(Point-based annotation data)

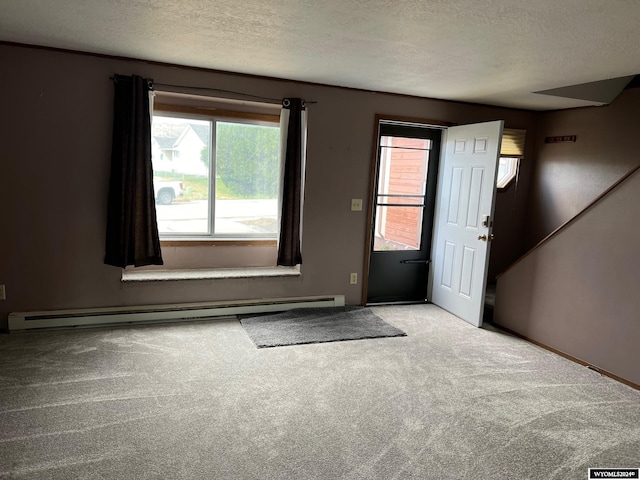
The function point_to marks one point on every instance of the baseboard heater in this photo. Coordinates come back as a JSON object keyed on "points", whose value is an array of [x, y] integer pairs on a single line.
{"points": [[163, 313]]}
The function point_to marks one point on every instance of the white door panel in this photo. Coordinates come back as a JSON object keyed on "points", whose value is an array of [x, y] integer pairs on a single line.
{"points": [[466, 193]]}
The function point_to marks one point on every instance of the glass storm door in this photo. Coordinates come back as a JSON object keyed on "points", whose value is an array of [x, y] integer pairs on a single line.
{"points": [[403, 213]]}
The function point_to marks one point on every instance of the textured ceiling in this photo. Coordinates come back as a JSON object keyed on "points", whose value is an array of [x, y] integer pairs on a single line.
{"points": [[493, 52]]}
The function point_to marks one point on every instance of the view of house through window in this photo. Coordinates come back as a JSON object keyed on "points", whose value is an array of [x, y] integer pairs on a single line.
{"points": [[215, 178]]}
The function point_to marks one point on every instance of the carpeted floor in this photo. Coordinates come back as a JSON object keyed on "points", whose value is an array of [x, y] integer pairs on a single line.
{"points": [[199, 401]]}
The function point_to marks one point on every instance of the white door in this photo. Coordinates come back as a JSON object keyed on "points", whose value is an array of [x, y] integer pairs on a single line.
{"points": [[463, 218]]}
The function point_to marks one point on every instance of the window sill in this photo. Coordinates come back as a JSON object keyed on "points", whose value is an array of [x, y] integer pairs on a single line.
{"points": [[209, 274]]}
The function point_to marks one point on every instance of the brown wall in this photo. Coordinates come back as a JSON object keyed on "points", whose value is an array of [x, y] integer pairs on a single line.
{"points": [[578, 292], [54, 173], [568, 176]]}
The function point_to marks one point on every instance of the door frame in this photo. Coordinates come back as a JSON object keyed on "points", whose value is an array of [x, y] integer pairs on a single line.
{"points": [[373, 174]]}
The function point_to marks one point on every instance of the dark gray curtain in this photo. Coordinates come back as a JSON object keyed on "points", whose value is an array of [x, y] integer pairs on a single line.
{"points": [[289, 249], [132, 230]]}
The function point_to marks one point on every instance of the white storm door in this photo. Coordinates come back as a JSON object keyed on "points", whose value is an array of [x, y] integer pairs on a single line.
{"points": [[463, 217]]}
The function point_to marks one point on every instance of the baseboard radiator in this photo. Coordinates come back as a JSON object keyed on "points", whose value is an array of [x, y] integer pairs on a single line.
{"points": [[163, 313]]}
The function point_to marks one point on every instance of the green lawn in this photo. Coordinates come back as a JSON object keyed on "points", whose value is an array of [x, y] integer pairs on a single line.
{"points": [[196, 187]]}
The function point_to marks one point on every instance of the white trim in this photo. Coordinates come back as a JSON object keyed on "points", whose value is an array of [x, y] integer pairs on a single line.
{"points": [[208, 274], [163, 313]]}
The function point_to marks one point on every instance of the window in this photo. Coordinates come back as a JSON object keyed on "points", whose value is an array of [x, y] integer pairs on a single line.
{"points": [[511, 152], [507, 170], [216, 177]]}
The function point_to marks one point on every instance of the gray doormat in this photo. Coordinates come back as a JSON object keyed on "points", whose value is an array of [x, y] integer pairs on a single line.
{"points": [[316, 325]]}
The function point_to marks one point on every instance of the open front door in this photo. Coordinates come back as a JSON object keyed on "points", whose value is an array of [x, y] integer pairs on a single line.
{"points": [[463, 219]]}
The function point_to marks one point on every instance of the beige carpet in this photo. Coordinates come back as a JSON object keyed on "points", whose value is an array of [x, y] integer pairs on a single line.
{"points": [[199, 401]]}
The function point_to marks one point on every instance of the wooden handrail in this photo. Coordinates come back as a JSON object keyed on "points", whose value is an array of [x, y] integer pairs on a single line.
{"points": [[572, 219]]}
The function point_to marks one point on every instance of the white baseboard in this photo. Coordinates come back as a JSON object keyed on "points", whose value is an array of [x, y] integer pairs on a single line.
{"points": [[163, 313]]}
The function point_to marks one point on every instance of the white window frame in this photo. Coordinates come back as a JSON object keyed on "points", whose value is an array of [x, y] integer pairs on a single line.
{"points": [[197, 113]]}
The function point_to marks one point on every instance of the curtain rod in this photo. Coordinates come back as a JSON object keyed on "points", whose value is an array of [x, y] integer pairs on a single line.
{"points": [[257, 97], [191, 87]]}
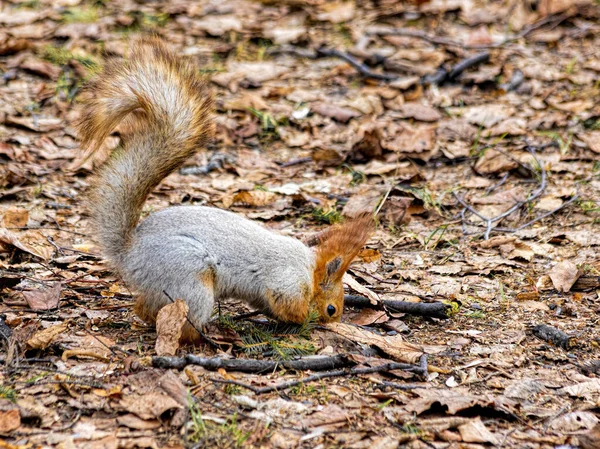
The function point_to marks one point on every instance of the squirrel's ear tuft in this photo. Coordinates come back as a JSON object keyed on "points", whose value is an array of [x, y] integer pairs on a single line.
{"points": [[333, 266]]}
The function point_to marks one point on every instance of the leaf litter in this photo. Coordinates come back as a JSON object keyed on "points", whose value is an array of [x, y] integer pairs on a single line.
{"points": [[434, 113]]}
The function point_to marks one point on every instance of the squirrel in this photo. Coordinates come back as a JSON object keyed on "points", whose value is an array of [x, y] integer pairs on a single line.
{"points": [[197, 253]]}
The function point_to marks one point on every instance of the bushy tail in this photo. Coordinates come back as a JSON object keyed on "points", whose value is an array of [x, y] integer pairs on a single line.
{"points": [[171, 122]]}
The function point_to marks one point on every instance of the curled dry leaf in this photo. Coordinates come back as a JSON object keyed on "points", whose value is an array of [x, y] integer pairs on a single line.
{"points": [[10, 417], [15, 217], [354, 285], [394, 345], [44, 298], [43, 338], [149, 406], [10, 238], [169, 326], [420, 112], [563, 275], [475, 432], [338, 113], [574, 421]]}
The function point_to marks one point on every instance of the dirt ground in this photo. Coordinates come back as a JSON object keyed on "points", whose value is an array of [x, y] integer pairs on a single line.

:: WORK INSTRUCTIONS ::
Your task is to transcribe the line containing "of the bushy" and every line after it, through the last line of the data, exactly as written and with nothing more.

:: TASK OUTPUT ::
The function point_to marks one point on every instance of the bushy tail in this photo. Coordinates come back as a JSON object keyed on "points", whose value is an array of [x, y] integer pairs on a single line.
{"points": [[171, 122]]}
The function point_to marks one point on every instance of the curled dry leaf in this photo. Coordinates come back as a JSON object keyed on "points", whose value is an array of [x, y] integer pairs on a single line.
{"points": [[10, 417], [15, 217], [354, 285], [394, 345], [44, 298], [43, 338], [149, 406], [10, 238], [169, 326], [420, 112], [563, 275], [475, 432], [338, 113], [574, 421]]}
The function point_to marks one point on every instance of the dirt ground in this photo. Coordinates come back as a JSON object keyed on "points", whose value is an array of [x, y] integer pairs on a single line.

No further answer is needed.